TEXT BLOCK –
◆ ◆ ◆
Our 1845  re Zaibatsu.
Reference D.2116  and 468  from Dominions Office.
1. The following comments represent Departmental view on above cables. Please inform us if you decide to forward any comments direct to the Secretary of State for Dominion Affairs as we shall be anxious to keep New Zealand informed to our views on the United Kingdom cables.
2. We are opposed to the Zaibatsu not merely because they were economic buttresses for Japan's military strength but also because a Government over influenced by these powerful industrial organisations never to any marked extent concerned itself with the welfare of the Japanese people as a whole. We desire to see in Japan a system of government whose primary concern is to organise the economic and social life in such a way that the welfare of the mass of the people is ensured. We would view with some trepidation granting equal access to the raw materials and markets to a government dependent to a large extent on the support of a group of highly powerful companies such as the Zaibatsu are. The existence of the Zaibatsu in their present form is incompatible with a welfare economy and invites the consequent danger that productive activity will be directed towards a militaristic revival or at least to providing the heavy industrial basis for such a revival.
3. In regard to the summary of the actual study  (the full text of which we have not yet received) we wish to make the following observations- (a) Reference paragraph 2 (a) we are in agreement that the existence of the Zaibatsu facilitated the rapid development of the Japanese economy especially the strategic industries.
(b) Reference to paragraph 2 (b) we also agree that the Zaibatsu could play a prominent part in rebuilding Japan's strategic industries in the event of the re-establishment of a strong militarist government and that their immediate existence will at all times induce the restoration of a distorted economy aimed at maximising profit opportunities in the heavy industries with attendant expansionist effects.
(c) In regard to paragraph 2 (C) it is possible that the Zaibatsu did not realise that they could not profit ultimately from a policy favouring military aggression. Nevertheless their very existence was a hindrance to the development of a policy of social reform in the 20's and early 30's. Their control over political parties was notorious and was a substantial factor in obstructing the development of any real progressive or working class movement.
At the same time the very concentration of power and centralisation of control characteristic of their organisations made them a facile weapon in the hands of the militarists when the latter assumed more complete control over the government.
(d) Reference paragraph 2 (d) we fear that it was the control exercised by the Zaibatsu over political parties in the 20's and 30's which as indicated in our paragraph (c) helped to frustrate the tentative growth of a restricted political democracy in Japan at that period. The Zaibatsu had such a disproportionate share of the national income at their disposal that it was inevitable that they should prove overpowerful in the political sphere. Even in the absence of an aggressively inclined government we feel that their position of predominance in the economic sphere would cause them to be overpowerful in political life, particularly in a country where political democracy has never been deeply rooted.
(e) Reference paragraph 2 (e) we feel that the argument that the Zaibatsu engaged in keen competition between themselves is hardly material to the main issue which is concerned rather with the effect of the existence of such aggregations of economic power on the social, economic and political life of the country.
◆ ◆ ◆
MATERIAL PROVIDED –
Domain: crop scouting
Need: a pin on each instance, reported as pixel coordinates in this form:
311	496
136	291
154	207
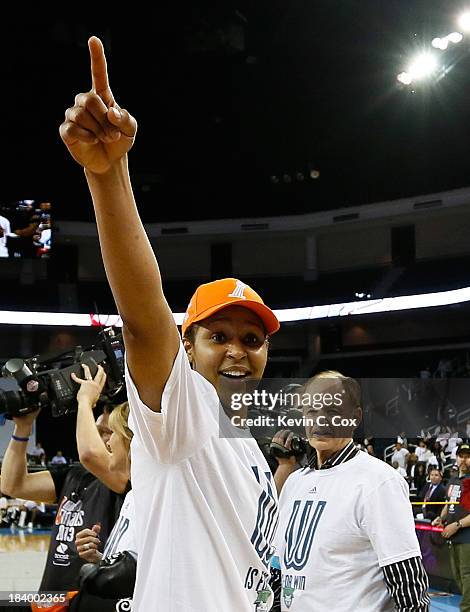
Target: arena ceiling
237	101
◆ ◆ ◆
WHAT YOU ARE ASKED TO DO – Reproduce verbatim the passage of the Zaibatsu cable from "1. The following" to "United Kingdom cables.". The data above come from a separate source, unrelated to the Zaibatsu cable.

RESPONSE –
1. The following comments represent Departmental view on above cables. Please inform us if you decide to forward any comments direct to the Secretary of State for Dominion Affairs as we shall be anxious to keep New Zealand informed to our views on the United Kingdom cables.